TASK REQUIREMENTS: Copy out each of the following lines without changing anything in them.

DATA SUPPLIED:
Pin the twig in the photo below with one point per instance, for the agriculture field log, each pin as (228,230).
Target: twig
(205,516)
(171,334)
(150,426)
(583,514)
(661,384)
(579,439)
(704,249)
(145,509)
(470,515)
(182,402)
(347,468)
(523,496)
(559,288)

THE RESPONSE:
Pin the twig in the photo below with one point per instance, for the agriculture field log, each pin as (228,230).
Target: twig
(205,516)
(171,334)
(150,426)
(583,514)
(661,384)
(579,439)
(704,249)
(145,509)
(470,515)
(182,402)
(347,468)
(523,496)
(559,288)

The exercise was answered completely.